CONSIGNE
Reportez à l'identique le passage de l'extrait sur M. Khan qui va de « Près de trois » à « recherchées en Russie. ».

━━━ EXTRAIT SOURCE ━━━

Près de trois ans plus tard, sa requête de mandats d'arrêt contre le Premier ministre israélien Benjamin Netanyahu et des dirigeants du Hamas montre qu'il ne craint pas la controverse.
L'année dernière, la juridiction a émis un mandat d'arrêt contre le président russe Vladimir Poutine, qui a valu à M. Khan d'être placé sur une liste de personnes recherchées en Russie.
Des polémiques ont aussi émaillé la carrière d'avocat du Britannique aujourd'hui âgé de 54 ans, qui a notamment défendu l'ancien président du Libéria Charles Taylor contre des allégations de crimes de guerre en Sierra Leone.
Rompu aux dossiers internationaux de premier plan, M. Khan a également défendu le président kényan William Ruto dans une affaire de crimes contre l'humanité devant la CPI - finalement abandonnée.
Il fut aussi l'avocat de Seif al-Islam, fils du défunt dirigeant libyen Mouammar Kadhafi.
Intervenir de tous les côtés du prétoire aide les avocats à rester "les pieds sur terre", a déclaré M. Khan au journal spécialisé OpinioJuris.

━━━ JEU D'ENREGISTREMENTS ━━━

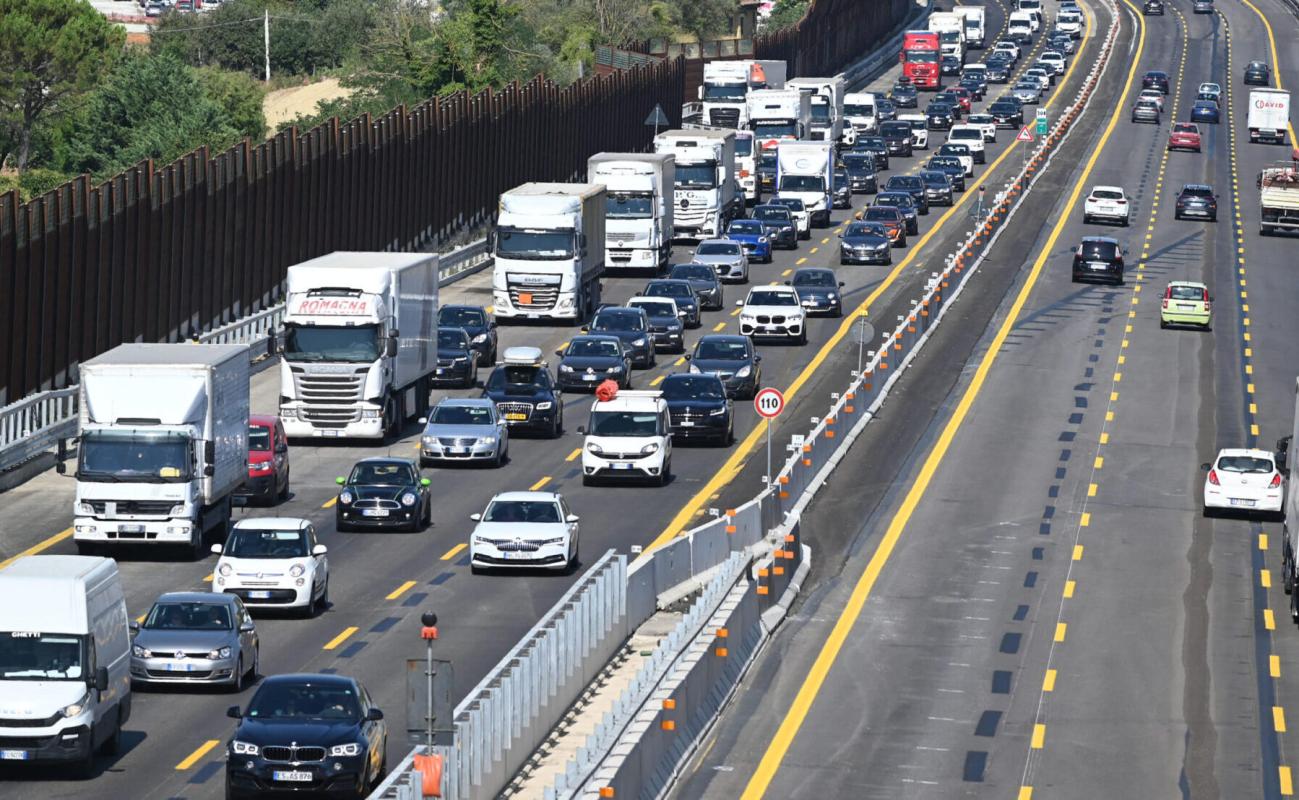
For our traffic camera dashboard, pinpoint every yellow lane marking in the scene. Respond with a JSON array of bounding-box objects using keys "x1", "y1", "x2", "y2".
[
  {"x1": 323, "y1": 625, "x2": 361, "y2": 649},
  {"x1": 385, "y1": 581, "x2": 414, "y2": 600},
  {"x1": 175, "y1": 739, "x2": 221, "y2": 770}
]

━━━

TRAVAIL EFFECTUÉ
Près de trois ans plus tard, sa requête de mandats d'arrêt contre le Premier ministre israélien Benjamin Netanyahu et des dirigeants du Hamas montre qu'il ne craint pas la controverse.
L'année dernière, la juridiction a émis un mandat d'arrêt contre le président russe Vladimir Poutine, qui a valu à M. Khan d'être placé sur une liste de personnes recherchées en Russie.